- **REQUIREMENT A**: List each line in the rows below that contains the word "luggage".

---- PAGE EXTRACT

So is it possible to use modular square root Oracle for factorizing Integers in a far more efficient way than using the number field sieve ?
Assuming your modular square root Oracle is far more efficient than NFS, yes.
Here's one straight-forward approach (where $N$ is the number of be factored):
Pick a random number $r$ uniformly from the random $[1, N-1]$
Compute $r^2 \bmod N$ and give it to your square root Oracle
That Oracle will return with a number $s$ with $s^2 = r^2 \pmod N$
Compute $t = \gcd(r+s, N)$
Assuming $N$ is an odd semiprime, then with probability 0.5, $t$ will be one of the prime factors of $N$ (and the other prime factor can easily derived)
You can see that all of the above steps (other than possibly the Oracle itself) can be efficiently computed. And, if you repeat this until you get a factorization, you get an expected number of Oracle queries of 2.
Why this algorithm works is actually fairly easy to see; for an odd semiprime, then for any nonzero quadratic residue, there are four square roots. Because $r^2 = s^2 \bmod N$, this means that $(r-s)(r+s) = kN$, for some integer $k$. That means that of the two factors $p, q$ of $N$, each could be either in $r-s$ or in $r+s$, and all four possibilities happen in the four possible square roots. Because the square root is essentially random (because $r$ was chosen at random and independently of the Oracle), we have probability 0.5 that $p$ and $q$ will end up in different places, and hence $r+s$ will have one of $p, q$ as a factor, and not the other (and hence the $\gcd$ will recover it)

--------
---- DATA FOR THIS TASK

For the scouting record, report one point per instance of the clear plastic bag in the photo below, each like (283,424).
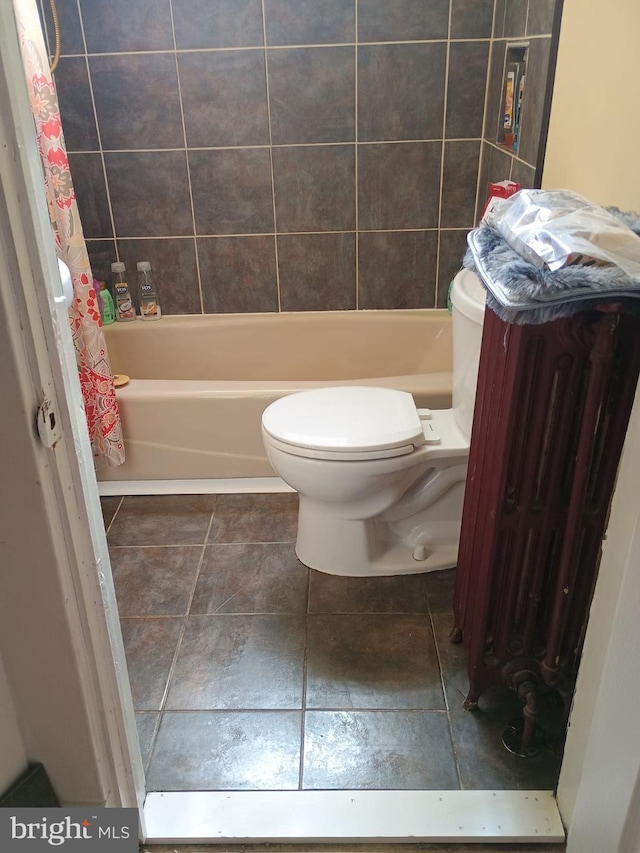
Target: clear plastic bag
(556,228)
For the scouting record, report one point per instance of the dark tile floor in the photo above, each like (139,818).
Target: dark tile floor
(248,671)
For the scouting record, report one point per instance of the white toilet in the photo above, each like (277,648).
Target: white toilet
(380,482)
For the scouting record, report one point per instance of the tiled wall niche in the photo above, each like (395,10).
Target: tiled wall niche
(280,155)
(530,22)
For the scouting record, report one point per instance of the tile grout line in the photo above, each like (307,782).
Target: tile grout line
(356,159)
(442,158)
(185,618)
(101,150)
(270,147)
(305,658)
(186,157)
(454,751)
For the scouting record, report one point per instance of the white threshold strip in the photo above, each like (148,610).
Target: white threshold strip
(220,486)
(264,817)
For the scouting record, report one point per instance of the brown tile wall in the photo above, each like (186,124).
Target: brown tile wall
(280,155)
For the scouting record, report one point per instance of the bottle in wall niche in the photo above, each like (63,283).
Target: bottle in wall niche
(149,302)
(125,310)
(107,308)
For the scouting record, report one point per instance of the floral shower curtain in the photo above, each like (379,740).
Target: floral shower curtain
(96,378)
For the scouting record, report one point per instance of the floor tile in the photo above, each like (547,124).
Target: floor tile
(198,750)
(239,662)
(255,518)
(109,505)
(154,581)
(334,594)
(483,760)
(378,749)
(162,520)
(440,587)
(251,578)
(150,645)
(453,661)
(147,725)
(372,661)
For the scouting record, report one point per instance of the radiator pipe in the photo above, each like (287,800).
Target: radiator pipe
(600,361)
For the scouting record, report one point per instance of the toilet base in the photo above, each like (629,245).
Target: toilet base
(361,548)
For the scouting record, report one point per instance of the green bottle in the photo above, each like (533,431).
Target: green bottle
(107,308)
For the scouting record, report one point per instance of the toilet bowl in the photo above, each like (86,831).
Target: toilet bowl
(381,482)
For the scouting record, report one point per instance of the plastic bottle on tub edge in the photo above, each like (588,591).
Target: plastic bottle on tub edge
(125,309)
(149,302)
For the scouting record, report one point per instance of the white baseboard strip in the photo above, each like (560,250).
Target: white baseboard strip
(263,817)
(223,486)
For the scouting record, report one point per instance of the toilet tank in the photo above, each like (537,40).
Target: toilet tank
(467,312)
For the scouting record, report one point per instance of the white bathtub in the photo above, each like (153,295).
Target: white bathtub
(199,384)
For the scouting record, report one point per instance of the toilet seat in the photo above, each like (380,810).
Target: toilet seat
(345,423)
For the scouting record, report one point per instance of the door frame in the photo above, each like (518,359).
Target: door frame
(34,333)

--------
---- DATA FOR THIS TASK

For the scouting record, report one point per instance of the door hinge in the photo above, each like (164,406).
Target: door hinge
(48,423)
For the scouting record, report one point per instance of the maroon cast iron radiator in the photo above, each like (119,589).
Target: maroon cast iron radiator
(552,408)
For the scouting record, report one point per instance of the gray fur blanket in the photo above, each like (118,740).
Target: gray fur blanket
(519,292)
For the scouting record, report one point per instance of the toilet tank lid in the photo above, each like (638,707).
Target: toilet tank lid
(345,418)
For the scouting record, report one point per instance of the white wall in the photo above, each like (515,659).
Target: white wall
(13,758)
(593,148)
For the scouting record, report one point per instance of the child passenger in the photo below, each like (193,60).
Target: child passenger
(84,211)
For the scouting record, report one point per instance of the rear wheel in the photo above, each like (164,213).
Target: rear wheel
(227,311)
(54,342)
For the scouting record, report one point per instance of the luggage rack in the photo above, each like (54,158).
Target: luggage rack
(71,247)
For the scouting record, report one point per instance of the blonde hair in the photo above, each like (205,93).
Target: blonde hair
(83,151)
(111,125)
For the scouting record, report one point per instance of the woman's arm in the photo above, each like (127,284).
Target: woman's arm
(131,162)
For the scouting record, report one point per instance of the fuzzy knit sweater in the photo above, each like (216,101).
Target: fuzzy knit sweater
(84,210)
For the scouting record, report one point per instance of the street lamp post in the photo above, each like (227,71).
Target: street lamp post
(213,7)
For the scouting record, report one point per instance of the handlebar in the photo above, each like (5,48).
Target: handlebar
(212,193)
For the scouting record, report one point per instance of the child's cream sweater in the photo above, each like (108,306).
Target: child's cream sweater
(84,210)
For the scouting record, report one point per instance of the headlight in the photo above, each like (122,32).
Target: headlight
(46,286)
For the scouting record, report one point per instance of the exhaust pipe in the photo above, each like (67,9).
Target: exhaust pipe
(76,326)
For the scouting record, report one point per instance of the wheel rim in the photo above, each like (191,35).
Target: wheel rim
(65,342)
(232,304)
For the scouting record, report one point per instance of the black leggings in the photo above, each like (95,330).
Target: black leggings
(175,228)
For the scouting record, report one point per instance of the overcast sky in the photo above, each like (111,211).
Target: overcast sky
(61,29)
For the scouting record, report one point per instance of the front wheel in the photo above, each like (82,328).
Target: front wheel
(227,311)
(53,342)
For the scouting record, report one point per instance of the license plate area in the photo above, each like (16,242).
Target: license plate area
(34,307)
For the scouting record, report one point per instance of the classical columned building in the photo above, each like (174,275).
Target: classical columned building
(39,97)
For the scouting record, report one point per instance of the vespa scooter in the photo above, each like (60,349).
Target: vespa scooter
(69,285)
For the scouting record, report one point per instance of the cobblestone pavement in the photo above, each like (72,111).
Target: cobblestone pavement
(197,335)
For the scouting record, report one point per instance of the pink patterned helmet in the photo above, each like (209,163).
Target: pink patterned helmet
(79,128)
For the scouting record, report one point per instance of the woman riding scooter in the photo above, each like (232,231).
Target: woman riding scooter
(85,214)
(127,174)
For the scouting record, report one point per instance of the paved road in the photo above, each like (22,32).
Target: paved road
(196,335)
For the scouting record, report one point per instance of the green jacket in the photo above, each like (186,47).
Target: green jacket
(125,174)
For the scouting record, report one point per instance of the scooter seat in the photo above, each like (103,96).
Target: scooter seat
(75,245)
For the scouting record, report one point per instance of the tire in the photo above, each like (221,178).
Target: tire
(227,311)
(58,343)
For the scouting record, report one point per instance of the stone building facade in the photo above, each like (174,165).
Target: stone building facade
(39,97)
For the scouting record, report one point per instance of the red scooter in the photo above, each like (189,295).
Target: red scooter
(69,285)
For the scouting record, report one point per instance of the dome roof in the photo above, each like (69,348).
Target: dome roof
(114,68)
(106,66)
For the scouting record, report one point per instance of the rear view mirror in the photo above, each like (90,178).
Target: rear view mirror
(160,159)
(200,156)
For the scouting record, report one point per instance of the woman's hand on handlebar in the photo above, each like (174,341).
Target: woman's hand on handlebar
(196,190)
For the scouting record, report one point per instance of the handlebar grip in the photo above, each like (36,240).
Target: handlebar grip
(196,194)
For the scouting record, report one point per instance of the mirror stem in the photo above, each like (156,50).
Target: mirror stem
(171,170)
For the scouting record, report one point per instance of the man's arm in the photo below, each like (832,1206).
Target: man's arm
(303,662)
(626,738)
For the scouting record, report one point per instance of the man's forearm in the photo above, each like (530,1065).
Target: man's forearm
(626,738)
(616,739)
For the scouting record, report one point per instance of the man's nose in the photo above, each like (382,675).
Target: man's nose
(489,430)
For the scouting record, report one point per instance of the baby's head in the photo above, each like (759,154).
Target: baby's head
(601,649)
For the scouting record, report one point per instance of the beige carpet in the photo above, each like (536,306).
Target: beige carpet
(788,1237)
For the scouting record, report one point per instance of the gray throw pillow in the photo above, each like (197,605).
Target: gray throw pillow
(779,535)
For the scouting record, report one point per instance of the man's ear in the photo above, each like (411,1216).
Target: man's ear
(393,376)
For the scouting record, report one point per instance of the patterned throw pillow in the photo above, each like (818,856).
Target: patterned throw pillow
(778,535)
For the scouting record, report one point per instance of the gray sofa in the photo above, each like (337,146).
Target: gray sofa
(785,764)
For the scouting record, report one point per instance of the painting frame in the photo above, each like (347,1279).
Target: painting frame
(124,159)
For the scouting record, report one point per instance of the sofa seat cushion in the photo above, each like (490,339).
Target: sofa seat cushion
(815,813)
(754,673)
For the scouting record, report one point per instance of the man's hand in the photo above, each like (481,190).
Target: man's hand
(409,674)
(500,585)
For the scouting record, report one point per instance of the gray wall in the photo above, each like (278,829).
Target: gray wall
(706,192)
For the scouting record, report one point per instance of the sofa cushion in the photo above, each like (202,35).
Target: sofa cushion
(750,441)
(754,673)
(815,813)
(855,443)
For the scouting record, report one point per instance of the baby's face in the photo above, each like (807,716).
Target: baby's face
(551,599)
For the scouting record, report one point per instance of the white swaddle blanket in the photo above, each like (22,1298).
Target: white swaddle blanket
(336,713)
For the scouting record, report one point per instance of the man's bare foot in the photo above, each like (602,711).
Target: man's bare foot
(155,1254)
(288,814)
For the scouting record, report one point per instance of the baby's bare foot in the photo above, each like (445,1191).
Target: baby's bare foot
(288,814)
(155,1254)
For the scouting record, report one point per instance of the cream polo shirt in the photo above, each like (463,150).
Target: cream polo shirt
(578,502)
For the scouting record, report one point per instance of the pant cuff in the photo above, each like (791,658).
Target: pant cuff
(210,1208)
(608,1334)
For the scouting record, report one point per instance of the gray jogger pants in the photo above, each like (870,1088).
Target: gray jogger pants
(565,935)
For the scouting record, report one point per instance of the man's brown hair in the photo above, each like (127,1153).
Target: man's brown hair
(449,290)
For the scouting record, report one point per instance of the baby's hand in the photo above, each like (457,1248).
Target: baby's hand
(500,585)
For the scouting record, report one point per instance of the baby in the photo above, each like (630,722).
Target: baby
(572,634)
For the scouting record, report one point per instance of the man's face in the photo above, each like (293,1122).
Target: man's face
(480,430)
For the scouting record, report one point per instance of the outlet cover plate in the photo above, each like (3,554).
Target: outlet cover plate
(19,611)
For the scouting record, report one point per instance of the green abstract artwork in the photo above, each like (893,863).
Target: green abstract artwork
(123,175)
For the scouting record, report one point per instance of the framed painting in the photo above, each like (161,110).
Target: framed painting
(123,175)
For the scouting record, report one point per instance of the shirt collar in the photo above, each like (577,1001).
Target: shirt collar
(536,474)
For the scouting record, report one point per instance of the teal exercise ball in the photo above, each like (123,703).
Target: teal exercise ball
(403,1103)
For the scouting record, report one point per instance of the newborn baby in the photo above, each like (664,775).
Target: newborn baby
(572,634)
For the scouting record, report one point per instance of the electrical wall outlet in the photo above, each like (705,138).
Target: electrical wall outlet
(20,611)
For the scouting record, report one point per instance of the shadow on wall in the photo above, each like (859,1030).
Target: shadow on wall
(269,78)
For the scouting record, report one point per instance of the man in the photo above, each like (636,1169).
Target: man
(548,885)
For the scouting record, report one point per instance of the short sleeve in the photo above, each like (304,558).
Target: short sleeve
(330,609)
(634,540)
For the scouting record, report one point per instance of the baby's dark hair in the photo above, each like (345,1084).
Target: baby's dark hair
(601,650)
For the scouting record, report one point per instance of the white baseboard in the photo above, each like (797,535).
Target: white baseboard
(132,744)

--------

- **REQUIREMENT B**: Copy the factoring thread above word for word, from "You can see" to "queries of 2.".

- **WRITTEN ANSWER A**:
For the scouting record, report one point per instance of the luggage rack in the photo above, each like (54,158).
Target: luggage rack

- **WRITTEN ANSWER B**:
You can see that all of the above steps (other than possibly the Oracle itself) can be efficiently computed. And, if you repeat this until you get a factorization, you get an expected number of Oracle queries of 2.